Repeat the data exactly, every last line of it.

### Information provided

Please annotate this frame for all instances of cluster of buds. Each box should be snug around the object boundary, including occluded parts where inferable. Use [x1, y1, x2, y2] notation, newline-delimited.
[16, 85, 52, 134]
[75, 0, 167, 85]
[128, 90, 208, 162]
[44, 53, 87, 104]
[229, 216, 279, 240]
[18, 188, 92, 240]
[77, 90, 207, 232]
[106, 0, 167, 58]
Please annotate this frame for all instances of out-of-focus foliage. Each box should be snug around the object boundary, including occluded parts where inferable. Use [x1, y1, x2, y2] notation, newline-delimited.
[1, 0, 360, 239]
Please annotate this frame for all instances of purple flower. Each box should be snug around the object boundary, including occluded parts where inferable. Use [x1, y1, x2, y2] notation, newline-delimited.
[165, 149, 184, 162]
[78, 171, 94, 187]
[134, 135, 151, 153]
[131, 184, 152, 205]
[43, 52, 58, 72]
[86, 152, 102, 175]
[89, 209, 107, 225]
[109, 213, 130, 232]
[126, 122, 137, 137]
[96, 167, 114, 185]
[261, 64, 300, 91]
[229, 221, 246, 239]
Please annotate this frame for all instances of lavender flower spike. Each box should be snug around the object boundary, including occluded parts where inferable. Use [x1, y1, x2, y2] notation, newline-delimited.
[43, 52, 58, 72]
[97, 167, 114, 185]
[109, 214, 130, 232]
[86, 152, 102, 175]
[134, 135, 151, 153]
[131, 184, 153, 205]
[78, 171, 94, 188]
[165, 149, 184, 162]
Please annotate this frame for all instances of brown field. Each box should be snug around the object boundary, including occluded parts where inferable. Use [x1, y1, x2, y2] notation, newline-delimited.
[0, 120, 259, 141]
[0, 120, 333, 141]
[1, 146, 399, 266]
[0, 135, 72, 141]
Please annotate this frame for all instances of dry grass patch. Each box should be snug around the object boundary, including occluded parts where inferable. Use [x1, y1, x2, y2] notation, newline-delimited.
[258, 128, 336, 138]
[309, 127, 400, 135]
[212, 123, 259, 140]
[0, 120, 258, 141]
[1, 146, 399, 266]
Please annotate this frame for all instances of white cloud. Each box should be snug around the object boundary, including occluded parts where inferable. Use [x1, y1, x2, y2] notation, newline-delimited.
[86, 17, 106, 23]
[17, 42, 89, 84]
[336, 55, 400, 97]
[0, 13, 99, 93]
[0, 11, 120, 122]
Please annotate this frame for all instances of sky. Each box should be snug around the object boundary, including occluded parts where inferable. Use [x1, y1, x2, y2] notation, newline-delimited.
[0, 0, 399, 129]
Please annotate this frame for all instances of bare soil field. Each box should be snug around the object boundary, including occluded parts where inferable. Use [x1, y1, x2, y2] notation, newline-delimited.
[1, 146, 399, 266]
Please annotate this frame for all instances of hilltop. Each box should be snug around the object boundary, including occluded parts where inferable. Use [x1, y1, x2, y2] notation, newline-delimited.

######

Output for this exercise
Please annotate this frame for all instances of cluster of buds. Each box should be snug around the object boundary, including occluded parts where inferable. Use [x1, y1, x2, y2] notation, newline-delimited.
[16, 85, 52, 134]
[75, 0, 167, 85]
[128, 90, 208, 162]
[44, 53, 87, 104]
[229, 216, 279, 240]
[18, 188, 92, 240]
[77, 90, 207, 232]
[106, 0, 167, 58]
Please annotate this frame for all instances of out-of-focus foliage. Each box should be snug around the object boundary, including occluded parts where inferable. Use [x1, y1, x2, y2] notation, newline-delimited.
[1, 0, 360, 239]
Please annotate this frame for all instances of purple flower. Each box should be snug around the object boundary, including occluded parts where inferable. Use [x1, y1, x2, y2] notation, newline-delimited.
[165, 149, 184, 162]
[78, 171, 94, 187]
[134, 135, 151, 153]
[131, 184, 152, 205]
[43, 52, 58, 72]
[86, 152, 102, 175]
[89, 209, 107, 225]
[109, 213, 130, 232]
[126, 122, 137, 137]
[96, 167, 114, 185]
[261, 64, 300, 91]
[229, 221, 246, 239]
Please annotate this frame for all instances of lavender flower spike. Each box should be snug around the object boundary, including occluded parts where inferable. Use [x1, y1, x2, y2] notation, newline-delimited.
[43, 52, 58, 72]
[97, 167, 114, 185]
[109, 214, 130, 232]
[86, 152, 102, 175]
[134, 135, 151, 153]
[131, 184, 153, 205]
[78, 171, 94, 188]
[165, 149, 184, 162]
Please annotate this frame for all instances of brown field. Each box should be snug around the object boundary, including occluded parts where inferable. Use [x1, y1, x2, y2] notation, newline-delimited.
[0, 120, 259, 141]
[0, 120, 333, 141]
[1, 146, 399, 266]
[0, 135, 72, 141]
Please annotate this frame for all instances of dry grass patch. Each box should be snug around the object boundary, including occluded parts where inferable. Use [x1, y1, x2, y2] notation, newline-delimited.
[258, 128, 336, 138]
[309, 127, 400, 135]
[212, 123, 259, 140]
[0, 120, 258, 141]
[1, 146, 399, 266]
Please annotate this frame for all instances of white cloud. Each box should be snug around the object boundary, including occluded parts where inferable. Use [x1, y1, x2, y2] notation, newline-delimited.
[86, 17, 106, 23]
[17, 42, 89, 84]
[336, 55, 400, 97]
[0, 13, 99, 93]
[0, 11, 120, 122]
Please annotate this frame for all instances of sky. Each box should be snug around the object boundary, including occluded parts where inferable. Use [x1, y1, x2, y2] notation, newline-delimited.
[0, 0, 399, 129]
Please annotate this frame for all instances of bare soil field. Each box should be snug around the object boundary, including occluded parts where inferable. Use [x1, y1, x2, y2] notation, newline-delimited.
[1, 146, 399, 266]
Please annotate this frame for all instances of hilltop. Each box should be snug around the object boundary, including occluded parts where inferable. Use [x1, y1, x2, y2] notation, newline-delimited.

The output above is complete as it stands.